EXTRACT →

——

The White House is still pushing an excise tax on high value insurance policies as a funding mechanism for healthcare reform. Dubbed by opponents the "Chevy tax" because it was targeted to hit tax plans for many middle class workers, most of the opposition to it has been from labor.
It turns out, though, that many more non-unionized workers could be subject to the tax than workers represented by a union, according to a new analysis from UC Berkeley.
The controversial tax has been widely viewed as a labor issue, but at least 80 percent of the workers whose plans would be subject to the tax in 2019 would be in nonunion jobs, according to the analysis by Ken Jacobs of the University of California at Berkeley Labor Center and William H. Dow, professor of health economics at Berkeley and a member of President George W. Bush's Council of Economic Advisers.
This impact is roughly in line with the overall breakdown of nonunion and union workers with employer-provided plans. And it would be true both under the version of the tax passed by the Senate and a more labor-friendly one the White House agreed to last month....
If employers remained with their current plans, the researchers estimate that 23 percent of plans would be subject to the tax by 2019 in the Senate version, while 14 percent of plans would be hit under the revised deal.
The fate of the tax in the ongoing Democratic discussions is unclear. The labor-friendly revisions may be jettisoned because of the political attacks on them, but unions and many House Democrats remain firmly opposed to the original version.
Rep. Joe Courtney (D-Conn.), a leading opponent of the tax, said the analysis "confirmed what I've been saying all along -- this is a much bigger issue than labor-union households."
"The momentum in the House against it has gotten even worse," he said. "The more this thing has sunk in, it's become politically dangerous in the minds of a lot of members."
Some takeaways from the report:
While the potential effect on union plans is significant, union members are a relatively small fraction of the total population that would ultimately be affected by the tax, under either the Senate bill (December 2009) or the proposed amendment (January 2010). Key findings:
• Our analysis shows that workers in union firms would be less likely than those in non-union firms to be affected by the tax in the initial years. Workers in union firms would be more likely to be affected compared to their non-union counterparts in the later years, beginning in 2019 under the Senate-passed bill and in 2024 under the proposed amendment.

——

TASK TO CARRY OUT → Reproduce the passage of the excise-tax article starting at "The fate of" and ending at "the original version.".

——

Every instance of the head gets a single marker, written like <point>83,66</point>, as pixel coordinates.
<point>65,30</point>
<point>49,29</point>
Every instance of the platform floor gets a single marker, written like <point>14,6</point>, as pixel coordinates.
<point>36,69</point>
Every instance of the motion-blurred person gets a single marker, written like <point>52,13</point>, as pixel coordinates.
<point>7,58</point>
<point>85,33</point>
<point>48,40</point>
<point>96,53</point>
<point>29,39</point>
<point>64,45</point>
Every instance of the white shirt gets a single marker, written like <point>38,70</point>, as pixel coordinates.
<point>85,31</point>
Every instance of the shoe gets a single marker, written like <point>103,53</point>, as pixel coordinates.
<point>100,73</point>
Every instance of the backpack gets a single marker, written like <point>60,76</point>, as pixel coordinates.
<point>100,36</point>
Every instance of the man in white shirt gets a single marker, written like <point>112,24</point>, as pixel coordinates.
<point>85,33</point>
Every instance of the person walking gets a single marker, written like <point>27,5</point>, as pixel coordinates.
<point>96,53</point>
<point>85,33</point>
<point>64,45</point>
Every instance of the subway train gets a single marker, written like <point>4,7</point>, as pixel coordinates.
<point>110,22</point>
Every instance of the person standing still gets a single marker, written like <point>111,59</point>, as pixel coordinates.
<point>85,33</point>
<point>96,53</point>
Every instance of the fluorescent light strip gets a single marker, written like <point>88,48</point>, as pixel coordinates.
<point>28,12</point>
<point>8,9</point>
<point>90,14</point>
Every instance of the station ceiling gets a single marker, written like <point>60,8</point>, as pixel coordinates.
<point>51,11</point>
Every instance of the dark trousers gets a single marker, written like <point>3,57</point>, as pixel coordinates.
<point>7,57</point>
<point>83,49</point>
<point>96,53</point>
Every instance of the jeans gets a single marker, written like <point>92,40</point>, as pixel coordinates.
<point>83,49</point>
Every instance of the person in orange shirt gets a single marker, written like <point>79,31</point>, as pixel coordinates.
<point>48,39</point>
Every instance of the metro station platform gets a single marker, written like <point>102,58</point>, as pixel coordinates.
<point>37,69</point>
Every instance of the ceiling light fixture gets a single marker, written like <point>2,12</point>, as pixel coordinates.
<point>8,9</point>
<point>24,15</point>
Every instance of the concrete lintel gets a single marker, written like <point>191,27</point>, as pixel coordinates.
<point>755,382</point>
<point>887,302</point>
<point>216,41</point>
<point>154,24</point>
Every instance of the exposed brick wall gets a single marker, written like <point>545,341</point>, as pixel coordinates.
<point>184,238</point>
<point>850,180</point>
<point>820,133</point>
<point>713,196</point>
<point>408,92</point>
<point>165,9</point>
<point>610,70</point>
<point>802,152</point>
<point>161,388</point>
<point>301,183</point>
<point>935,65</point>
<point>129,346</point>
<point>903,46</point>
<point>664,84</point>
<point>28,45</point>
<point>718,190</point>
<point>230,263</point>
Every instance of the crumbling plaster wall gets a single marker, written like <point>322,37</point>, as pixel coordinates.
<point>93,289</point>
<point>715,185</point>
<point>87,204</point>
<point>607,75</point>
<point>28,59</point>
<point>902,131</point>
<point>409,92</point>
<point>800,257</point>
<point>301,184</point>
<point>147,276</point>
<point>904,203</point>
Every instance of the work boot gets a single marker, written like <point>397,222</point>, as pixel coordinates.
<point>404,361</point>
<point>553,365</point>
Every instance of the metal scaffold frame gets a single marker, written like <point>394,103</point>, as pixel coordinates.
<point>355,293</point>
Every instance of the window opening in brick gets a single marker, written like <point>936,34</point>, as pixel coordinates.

——

TASK RESPONSE →
The fate of the tax in the ongoing Democratic discussions is unclear. The labor-friendly revisions may be jettisoned because of the political attacks on them, but unions and many House Democrats remain firmly opposed to the original version.